● **Requirement**: Pick out every line of the records below that contains the string "yellow" and copy each one in full. Case counts.

-- Start Task data --

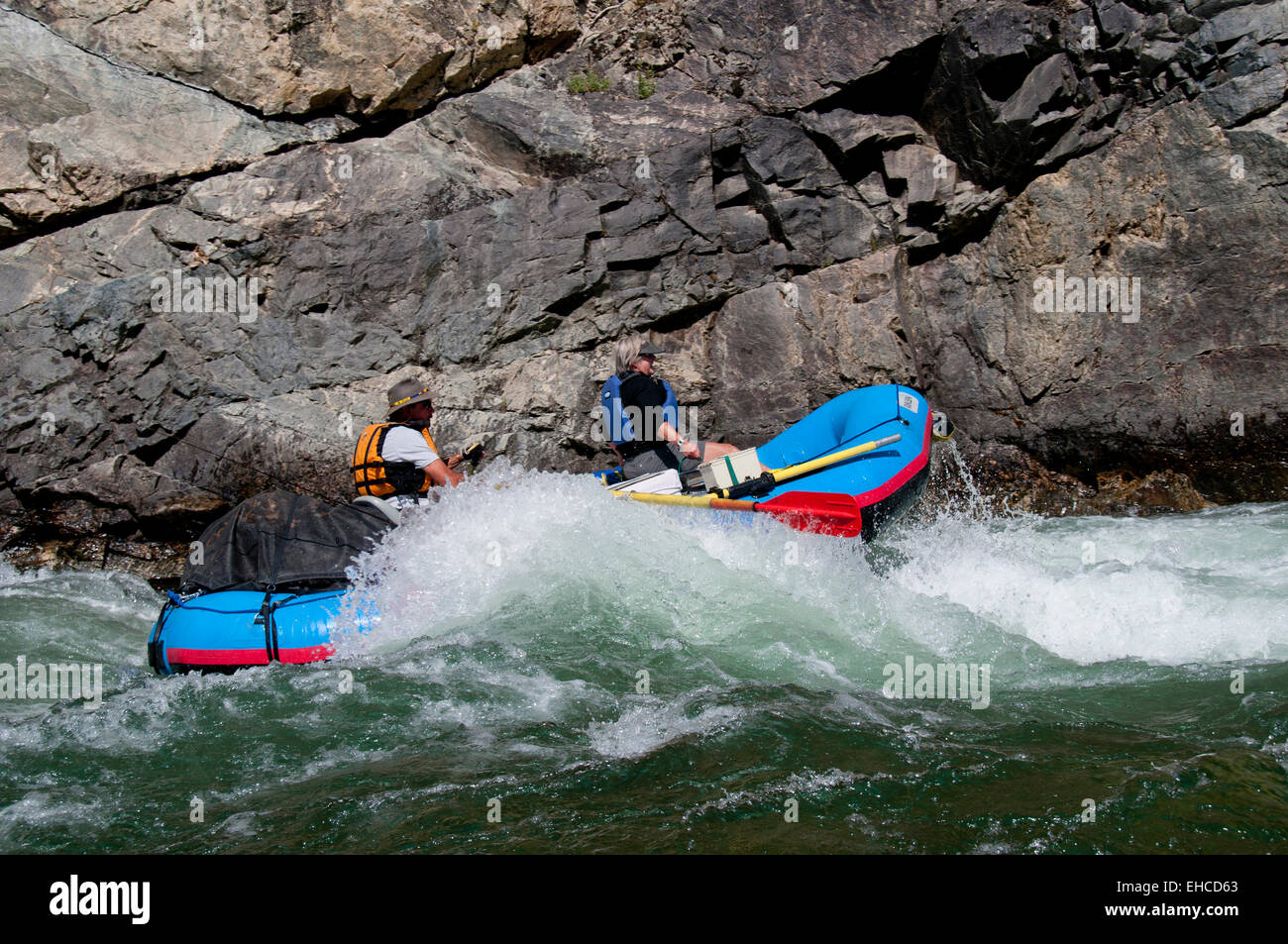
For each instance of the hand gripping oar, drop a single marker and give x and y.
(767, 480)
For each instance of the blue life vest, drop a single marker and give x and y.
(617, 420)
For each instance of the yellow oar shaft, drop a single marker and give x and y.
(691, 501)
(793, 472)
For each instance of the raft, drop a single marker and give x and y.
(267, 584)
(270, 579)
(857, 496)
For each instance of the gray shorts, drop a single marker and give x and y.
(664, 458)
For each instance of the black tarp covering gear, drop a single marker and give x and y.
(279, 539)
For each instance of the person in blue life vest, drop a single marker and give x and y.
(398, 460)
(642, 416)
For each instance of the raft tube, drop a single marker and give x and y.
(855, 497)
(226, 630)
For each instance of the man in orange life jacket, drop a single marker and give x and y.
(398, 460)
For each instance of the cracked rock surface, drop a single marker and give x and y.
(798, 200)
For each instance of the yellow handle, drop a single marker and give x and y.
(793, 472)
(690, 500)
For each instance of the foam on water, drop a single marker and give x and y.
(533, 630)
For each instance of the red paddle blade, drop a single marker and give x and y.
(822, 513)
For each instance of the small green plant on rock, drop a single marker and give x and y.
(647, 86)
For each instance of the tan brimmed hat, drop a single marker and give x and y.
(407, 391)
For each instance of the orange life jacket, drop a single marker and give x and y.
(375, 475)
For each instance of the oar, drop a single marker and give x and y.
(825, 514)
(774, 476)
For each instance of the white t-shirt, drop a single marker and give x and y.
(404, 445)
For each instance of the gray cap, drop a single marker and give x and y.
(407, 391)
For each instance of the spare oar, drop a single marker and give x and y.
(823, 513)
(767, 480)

-- End Task data --
-- Start Task data --

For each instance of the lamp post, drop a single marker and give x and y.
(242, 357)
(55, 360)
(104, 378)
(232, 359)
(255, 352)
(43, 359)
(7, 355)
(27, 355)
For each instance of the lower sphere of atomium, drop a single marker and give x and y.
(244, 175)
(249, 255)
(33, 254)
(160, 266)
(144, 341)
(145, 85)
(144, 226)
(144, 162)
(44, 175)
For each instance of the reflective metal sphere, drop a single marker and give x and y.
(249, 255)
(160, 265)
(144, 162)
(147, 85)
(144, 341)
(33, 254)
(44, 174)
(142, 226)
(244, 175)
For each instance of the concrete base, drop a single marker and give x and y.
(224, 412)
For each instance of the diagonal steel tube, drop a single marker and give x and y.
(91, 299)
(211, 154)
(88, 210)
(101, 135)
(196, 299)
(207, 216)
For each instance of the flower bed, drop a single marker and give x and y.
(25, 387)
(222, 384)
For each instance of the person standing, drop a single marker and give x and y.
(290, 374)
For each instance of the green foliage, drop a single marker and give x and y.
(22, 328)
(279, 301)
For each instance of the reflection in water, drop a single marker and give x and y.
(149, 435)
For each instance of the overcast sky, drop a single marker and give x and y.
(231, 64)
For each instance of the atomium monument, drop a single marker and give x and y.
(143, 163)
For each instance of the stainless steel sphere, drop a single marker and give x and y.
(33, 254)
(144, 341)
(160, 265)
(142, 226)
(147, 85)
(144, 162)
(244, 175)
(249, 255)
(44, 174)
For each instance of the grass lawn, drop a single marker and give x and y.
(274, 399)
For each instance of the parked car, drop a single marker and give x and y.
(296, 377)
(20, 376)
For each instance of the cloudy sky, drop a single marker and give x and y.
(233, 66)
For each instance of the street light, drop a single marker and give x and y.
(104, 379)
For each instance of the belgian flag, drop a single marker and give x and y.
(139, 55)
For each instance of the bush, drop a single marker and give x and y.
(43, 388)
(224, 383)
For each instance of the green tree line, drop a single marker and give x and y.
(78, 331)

-- End Task data --

● **Completed task**:
For each instance of the yellow oar shaft, drop a single marker and give x and y.
For each instance of the yellow handle, drop a single marker and give x and y.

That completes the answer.